→ **Tasks to perform**
1. According to the commentary on Dhurandhar, where and when was Uzair Baloch arrested?
2. Reproduce the part of the commentary on Dhurandhar between "The film shows" and "coerced and doctored.", inclusive.

→ **Study text**

------------------------------

The film shows his death as a car bombing. Correct. The film implies inside information enabled it. Also correct. The only thing the film changes is attributing the orchestration to Hamza — a fictional Bharatiya operative. And here is where things get genuinely strange: in 2017, Pakistan’s military PR wing ISPR released a video of Kulbhushan Jadhav — the Bharatiya ex-navy officer arrested in Balochistan — in which he allegedly confesses that RAW orchestrated Chaudhry Aslam’s killing. India rejected the video entirely, calling it coerced and doctored.
But think about what that means. A Bollywood film depicts a fictional Bharatiya spy engineering this exact killing. Pakistan’s military, three years before that film was released, had already publicly alleged that a real Bharatiya spy engineered this exact killing. The filmmaker didn’t invent a provocative narrative from scratch. He walked into one that already existed in official Pakistani records and chose to own it cinematically.
So. Is it propaganda?
I want to be fair here, because I think it matters. Propaganda is not simply a film you disagree with politically. Propaganda is the deliberate manufacture of false threats, the fabrication of history to serve a present agenda. By that definition — the actual definition — Dhurandhar does not qualify.
Every major incident in the film is anchored in verifiable public record. The IC-814 hijacking happened. The Parliament attack happened. The 26/11 attacks happened, and Headley’s testimony about who funded what is in Mumbai court records. Rehman Dakait was real, killed in a Karachi police encounter in August 2009. Chaudhry Aslam Khan was real, died exactly as depicted in January 2014. The Khanani brothers are in US Treasury and DEA records. Uzair Baloch — shown in the film under his own name — was arrested by Interpol in Dubai in December 2014 and is currently in Karachi Central Jail. Atiq Ahmed’s ISI admissions are in UP Police chargesheets, in his own words. Zahoor Mistry, the IC-814 hijacker depicted in Part 2, was actually shot dead in Karachi in March 2022 — the research consultant who shaped the film had made a documentary on that very killing.

------------------------------

→ **Extracted entries**
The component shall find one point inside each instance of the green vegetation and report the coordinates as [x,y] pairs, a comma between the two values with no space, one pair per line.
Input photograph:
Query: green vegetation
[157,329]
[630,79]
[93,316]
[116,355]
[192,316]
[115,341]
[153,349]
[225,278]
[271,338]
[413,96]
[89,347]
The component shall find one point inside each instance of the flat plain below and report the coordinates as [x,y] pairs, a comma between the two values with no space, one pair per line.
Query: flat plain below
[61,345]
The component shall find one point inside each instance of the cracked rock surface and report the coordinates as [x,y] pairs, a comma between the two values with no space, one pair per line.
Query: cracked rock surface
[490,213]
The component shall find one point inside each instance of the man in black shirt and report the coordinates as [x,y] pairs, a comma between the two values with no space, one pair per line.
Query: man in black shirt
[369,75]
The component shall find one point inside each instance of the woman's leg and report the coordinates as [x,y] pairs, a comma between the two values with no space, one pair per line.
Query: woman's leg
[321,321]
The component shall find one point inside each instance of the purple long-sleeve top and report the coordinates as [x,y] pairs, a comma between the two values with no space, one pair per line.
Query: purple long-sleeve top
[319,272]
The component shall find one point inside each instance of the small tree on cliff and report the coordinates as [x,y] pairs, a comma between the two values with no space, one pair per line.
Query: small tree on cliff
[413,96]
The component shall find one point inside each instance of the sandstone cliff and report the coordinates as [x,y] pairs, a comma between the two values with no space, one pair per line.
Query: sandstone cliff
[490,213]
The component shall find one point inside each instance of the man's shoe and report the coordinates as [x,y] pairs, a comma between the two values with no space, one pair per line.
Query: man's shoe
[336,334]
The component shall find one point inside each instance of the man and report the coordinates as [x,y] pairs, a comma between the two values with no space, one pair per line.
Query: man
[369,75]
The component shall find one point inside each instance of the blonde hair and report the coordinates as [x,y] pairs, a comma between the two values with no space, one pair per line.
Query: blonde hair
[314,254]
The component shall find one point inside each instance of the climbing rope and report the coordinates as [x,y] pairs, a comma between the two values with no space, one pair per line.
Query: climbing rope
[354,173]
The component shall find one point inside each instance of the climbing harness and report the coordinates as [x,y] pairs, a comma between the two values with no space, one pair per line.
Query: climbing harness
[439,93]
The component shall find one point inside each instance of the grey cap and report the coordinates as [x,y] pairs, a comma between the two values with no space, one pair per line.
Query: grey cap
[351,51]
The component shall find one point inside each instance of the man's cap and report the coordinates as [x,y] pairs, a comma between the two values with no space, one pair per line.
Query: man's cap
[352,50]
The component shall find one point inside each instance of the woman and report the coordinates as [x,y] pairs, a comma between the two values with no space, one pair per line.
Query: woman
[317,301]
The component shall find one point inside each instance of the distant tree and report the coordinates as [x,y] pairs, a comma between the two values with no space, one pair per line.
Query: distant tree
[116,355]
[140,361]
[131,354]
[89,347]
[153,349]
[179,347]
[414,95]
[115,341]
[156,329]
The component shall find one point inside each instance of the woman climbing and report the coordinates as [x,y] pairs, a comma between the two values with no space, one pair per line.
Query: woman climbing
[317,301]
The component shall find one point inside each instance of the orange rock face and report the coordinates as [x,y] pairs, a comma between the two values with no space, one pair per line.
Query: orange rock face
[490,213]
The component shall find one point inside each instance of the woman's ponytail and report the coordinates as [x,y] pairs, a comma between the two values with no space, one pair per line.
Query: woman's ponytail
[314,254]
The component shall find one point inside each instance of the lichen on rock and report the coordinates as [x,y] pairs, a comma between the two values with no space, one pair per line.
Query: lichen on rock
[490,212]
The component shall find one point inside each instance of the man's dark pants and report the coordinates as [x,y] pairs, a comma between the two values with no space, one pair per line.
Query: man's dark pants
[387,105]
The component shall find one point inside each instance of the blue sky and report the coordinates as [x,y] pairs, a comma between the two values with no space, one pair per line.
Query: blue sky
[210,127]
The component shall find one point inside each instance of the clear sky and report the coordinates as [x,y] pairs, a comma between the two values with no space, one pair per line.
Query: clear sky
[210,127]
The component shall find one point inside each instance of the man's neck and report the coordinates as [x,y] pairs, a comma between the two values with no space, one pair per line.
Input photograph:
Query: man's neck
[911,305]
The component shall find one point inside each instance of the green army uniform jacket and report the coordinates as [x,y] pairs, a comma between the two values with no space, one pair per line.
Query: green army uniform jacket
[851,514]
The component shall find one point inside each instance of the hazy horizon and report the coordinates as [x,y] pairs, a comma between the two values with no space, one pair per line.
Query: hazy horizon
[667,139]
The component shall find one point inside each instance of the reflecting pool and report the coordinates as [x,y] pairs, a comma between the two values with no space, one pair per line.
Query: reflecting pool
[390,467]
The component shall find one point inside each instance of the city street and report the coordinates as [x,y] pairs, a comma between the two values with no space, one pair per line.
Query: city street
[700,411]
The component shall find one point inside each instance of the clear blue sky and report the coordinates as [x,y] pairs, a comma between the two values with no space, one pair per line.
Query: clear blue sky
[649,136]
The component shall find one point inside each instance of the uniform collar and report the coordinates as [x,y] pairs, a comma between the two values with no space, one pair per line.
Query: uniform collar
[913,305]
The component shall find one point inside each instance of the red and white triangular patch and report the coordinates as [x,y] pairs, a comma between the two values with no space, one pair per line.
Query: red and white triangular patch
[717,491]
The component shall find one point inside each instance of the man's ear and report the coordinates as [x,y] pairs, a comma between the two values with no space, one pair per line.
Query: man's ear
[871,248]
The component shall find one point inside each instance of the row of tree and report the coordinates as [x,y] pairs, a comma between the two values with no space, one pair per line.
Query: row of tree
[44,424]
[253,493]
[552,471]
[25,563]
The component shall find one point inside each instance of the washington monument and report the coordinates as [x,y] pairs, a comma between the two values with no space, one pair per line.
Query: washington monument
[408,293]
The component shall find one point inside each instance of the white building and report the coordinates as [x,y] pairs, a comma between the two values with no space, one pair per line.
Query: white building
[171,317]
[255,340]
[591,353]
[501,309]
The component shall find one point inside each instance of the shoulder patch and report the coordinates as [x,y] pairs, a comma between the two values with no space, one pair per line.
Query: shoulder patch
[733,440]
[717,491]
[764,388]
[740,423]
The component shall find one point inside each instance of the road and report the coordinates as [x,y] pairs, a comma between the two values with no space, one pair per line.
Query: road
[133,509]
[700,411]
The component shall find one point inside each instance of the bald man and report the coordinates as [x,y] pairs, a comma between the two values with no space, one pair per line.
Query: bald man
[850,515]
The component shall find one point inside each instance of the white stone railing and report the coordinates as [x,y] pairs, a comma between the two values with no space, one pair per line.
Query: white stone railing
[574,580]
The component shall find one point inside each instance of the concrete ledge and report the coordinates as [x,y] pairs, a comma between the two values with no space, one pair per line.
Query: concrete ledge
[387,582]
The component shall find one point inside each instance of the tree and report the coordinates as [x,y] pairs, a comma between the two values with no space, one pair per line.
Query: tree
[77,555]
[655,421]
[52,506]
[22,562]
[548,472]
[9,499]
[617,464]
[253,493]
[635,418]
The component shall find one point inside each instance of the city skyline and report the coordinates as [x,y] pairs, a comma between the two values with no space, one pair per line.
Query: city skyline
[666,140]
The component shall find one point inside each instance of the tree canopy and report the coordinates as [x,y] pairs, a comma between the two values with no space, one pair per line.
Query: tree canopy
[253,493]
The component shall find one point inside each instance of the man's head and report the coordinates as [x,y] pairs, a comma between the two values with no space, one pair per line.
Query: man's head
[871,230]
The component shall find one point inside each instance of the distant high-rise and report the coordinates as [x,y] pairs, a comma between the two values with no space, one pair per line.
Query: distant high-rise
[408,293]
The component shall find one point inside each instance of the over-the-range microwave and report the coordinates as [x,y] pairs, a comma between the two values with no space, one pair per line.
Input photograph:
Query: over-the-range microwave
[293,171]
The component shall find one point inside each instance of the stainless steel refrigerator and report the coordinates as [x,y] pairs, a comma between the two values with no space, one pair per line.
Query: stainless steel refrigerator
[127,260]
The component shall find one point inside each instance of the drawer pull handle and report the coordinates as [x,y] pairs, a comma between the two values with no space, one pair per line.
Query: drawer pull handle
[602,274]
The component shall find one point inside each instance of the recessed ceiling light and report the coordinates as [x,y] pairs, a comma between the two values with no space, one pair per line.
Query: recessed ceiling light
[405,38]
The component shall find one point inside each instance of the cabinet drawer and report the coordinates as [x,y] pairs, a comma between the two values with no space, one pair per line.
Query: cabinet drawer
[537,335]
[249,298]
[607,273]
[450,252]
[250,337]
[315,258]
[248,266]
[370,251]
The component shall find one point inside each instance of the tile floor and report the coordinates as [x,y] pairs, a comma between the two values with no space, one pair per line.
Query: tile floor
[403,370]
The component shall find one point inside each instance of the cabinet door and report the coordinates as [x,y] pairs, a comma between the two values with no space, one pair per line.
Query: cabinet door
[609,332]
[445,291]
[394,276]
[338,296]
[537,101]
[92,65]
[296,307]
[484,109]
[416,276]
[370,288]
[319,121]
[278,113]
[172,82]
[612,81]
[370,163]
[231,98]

------------------------------

→ **Problem solutions**
1. He was arrested by Interpol in Dubai in December 2014.

2.
The film shows his death as a car bombing. Correct. The film implies inside information enabled it. Also correct. The only thing the film changes is attributing the orchestration to Hamza — a fictional Bharatiya operative. And here is where things get genuinely strange: in 2017, Pakistan’s military PR wing ISPR released a video of Kulbhushan Jadhav — the Bharatiya ex-navy officer arrested in Balochistan — in which he allegedly confesses that RAW orchestrated Chaudhry Aslam’s killing. India rejected the video entirely, calling it coerced and doctored.